__演習の指示__.
(A) 青木先生へのコメントで、「世界のワイン比較探求講座」の年内最終講義に登場したワインは何か。
(B) 青木先生へのコメントのうち、「先生の最新情報は本当にいつもホットで、なおかつ一次情報ばかりで」から「YUTAKA (2009-12-30 22:21)」までを、末尾の語句も含めて一字一句違えずに書き写せ。
(C) 青木先生へのコメントが途切れたところから、その続きを引き取って書け。

__抽出テキスト__.

************

青木先生、今年も一年、お世話になりました!

先生の最新情報は本当にいつもホットで、なおかつ一次情報ばかりで
とても勉強になりました。また、そのホットな話題に合わせた
オープンカレッジでの素晴らしいテイスティングアイテムの数々。

「世界のワイン比較探求講座」の年内最終講義に登場した
マス・ド・マガ・サック ルージュ2007。テイスティングシートを
読み返し、その味わいを思い出して、また購入してみたいと思って
います。

今年は仕事の都合もあって、授業にあまり出席できず残念でしたが、
来年は、出席率 100% を目指して、がんばります。

良いお年をお迎えください!
by YUTAKA (2009-12-30 22:21) 

youkolin

 青木先生

 こんにちわ。
ガリーグってその様に訳するのですね。
授業で味わった時の香りを思い出しました。

 今年は、先生にお会いできて、
ワインがさらに楽しくなりました!

************

__データ抜粋__.
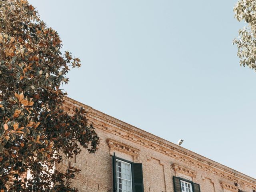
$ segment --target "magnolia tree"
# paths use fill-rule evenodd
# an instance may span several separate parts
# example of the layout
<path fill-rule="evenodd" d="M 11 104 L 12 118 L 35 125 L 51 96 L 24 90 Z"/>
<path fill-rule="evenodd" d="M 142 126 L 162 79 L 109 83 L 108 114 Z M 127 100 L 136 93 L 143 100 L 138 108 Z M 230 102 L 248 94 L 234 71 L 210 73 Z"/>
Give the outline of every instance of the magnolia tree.
<path fill-rule="evenodd" d="M 239 36 L 233 42 L 237 46 L 237 56 L 241 66 L 256 70 L 256 1 L 239 0 L 234 11 L 238 21 L 244 21 L 245 26 L 239 31 Z"/>
<path fill-rule="evenodd" d="M 78 58 L 60 51 L 58 33 L 26 0 L 0 2 L 0 191 L 78 191 L 80 171 L 52 171 L 80 148 L 94 153 L 99 138 L 83 108 L 63 111 L 60 89 Z M 52 170 L 52 171 L 51 171 Z M 31 176 L 26 177 L 29 172 Z"/>

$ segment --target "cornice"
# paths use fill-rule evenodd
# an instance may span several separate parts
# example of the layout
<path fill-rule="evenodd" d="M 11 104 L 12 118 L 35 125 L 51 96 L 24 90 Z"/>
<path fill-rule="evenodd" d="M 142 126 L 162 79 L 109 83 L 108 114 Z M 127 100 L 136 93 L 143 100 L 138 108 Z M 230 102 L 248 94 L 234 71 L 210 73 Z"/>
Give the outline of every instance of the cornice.
<path fill-rule="evenodd" d="M 189 176 L 192 178 L 196 178 L 196 172 L 192 170 L 188 169 L 183 166 L 177 164 L 173 163 L 172 164 L 172 167 L 176 173 L 180 173 Z"/>
<path fill-rule="evenodd" d="M 227 190 L 232 191 L 233 192 L 237 192 L 238 191 L 238 188 L 237 187 L 233 185 L 230 185 L 227 183 L 222 182 L 220 183 L 220 186 L 221 186 L 221 187 L 222 188 L 222 189 L 223 189 L 223 191 L 224 191 L 224 189 L 226 189 Z"/>
<path fill-rule="evenodd" d="M 82 107 L 88 112 L 89 121 L 106 132 L 181 160 L 205 171 L 256 189 L 256 179 L 181 146 L 104 114 L 75 100 L 65 97 L 64 110 Z"/>
<path fill-rule="evenodd" d="M 110 154 L 113 155 L 114 150 L 122 152 L 130 155 L 134 158 L 137 158 L 140 150 L 114 139 L 108 138 L 106 140 L 108 147 L 110 148 Z"/>

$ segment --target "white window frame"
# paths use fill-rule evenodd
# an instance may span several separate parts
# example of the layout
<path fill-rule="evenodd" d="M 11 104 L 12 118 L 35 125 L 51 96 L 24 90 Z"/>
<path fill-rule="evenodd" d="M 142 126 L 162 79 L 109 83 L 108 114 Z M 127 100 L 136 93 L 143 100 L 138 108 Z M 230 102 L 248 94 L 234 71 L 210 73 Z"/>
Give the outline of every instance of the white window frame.
<path fill-rule="evenodd" d="M 128 179 L 124 179 L 123 178 L 122 178 L 121 177 L 119 177 L 118 176 L 118 174 L 117 174 L 117 170 L 116 170 L 116 190 L 118 190 L 118 188 L 119 188 L 119 187 L 118 187 L 118 182 L 117 181 L 117 180 L 118 179 L 121 179 L 122 180 L 126 180 L 126 181 L 130 181 L 131 182 L 131 192 L 132 192 L 132 164 L 131 164 L 130 163 L 128 163 L 128 162 L 126 162 L 125 161 L 122 161 L 122 160 L 120 160 L 120 159 L 116 159 L 116 162 L 121 162 L 122 163 L 125 163 L 126 164 L 128 164 L 130 165 L 130 178 L 131 178 L 131 180 L 130 181 L 130 180 L 128 180 Z M 122 170 L 121 170 L 122 171 Z M 123 191 L 123 189 L 122 189 L 122 192 Z"/>
<path fill-rule="evenodd" d="M 184 190 L 183 190 L 182 189 L 182 183 L 184 183 L 184 186 L 183 186 L 184 187 Z M 188 184 L 188 187 L 186 187 L 186 184 Z M 189 184 L 189 186 L 190 187 L 188 187 L 188 184 Z M 187 192 L 186 190 L 186 188 L 187 188 L 188 189 L 190 189 L 190 192 L 193 192 L 193 187 L 192 186 L 192 183 L 190 183 L 190 182 L 187 182 L 186 181 L 185 181 L 183 180 L 180 180 L 180 188 L 181 188 L 181 190 L 182 192 L 189 192 L 189 190 L 188 190 L 188 192 Z"/>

************

__演習の解答__.
(A) マス・ド・マガ・サック ルージュ2007。

(B)
先生の最新情報は本当にいつもホットで、なおかつ一次情報ばかりで
とても勉強になりました。また、そのホットな話題に合わせた
オープンカレッジでの素晴らしいテイスティングアイテムの数々。

「世界のワイン比較探求講座」の年内最終講義に登場した
マス・ド・マガ・サック ルージュ2007。テイスティングシートを
読み返し、その味わいを思い出して、また購入してみたいと思って
います。

今年は仕事の都合もあって、授業にあまり出席できず残念でしたが、
来年は、出席率 100% を目指して、がんばります。

良いお年をお迎えください!
by YUTAKA (2009-12-30 22:21)

(C)
本当に有難うございます!
感謝感謝です!
来年ももっともっとワインだけではなく、
人生の勉強もさせて下さい!
どうぞ、宜しくお願い致します!
by youkolin (2009-12-31 13:03) 

hako

ラングドックにも立派なワインが有るのですね。フランスでは、土地を買ったら
まずは地質学者に葡萄栽培が適しているかどうか、調べさせるのかと感心してしまいます。
来年は、世田谷に居ることが多いので、ワイン講座にも参加してみたい
ものです。今後とも、よろしくお願いします。良いお年を。

by hako (2009-12-31 13:26) 

fumiko

Winoさん

あたたかな応援、感謝、感謝です。
来年は、さらにグレードアップした“ワインの今”をお伝えできるよう、
頑張りま~す!
素敵な一年でありますように・・・


YUTAKAさん

来年もホットな話題に合わせた、青木ならではの講座にしていきます。
乞う、ご期待!
どうぞよろしくお願いします。


Youkolinさん

ワイン&恋に、2010年の躍進、期待しておりますぞ(笑)
by fumiko (2010-01-01 00:00) 

fumiko

hakoさ~ん

明けましておめでとうございま~す!
3人にレスしているうちに、新しい年に変わりました!!
今年もどうぞよろしくお願いします。

ドバイから世田谷(笑)?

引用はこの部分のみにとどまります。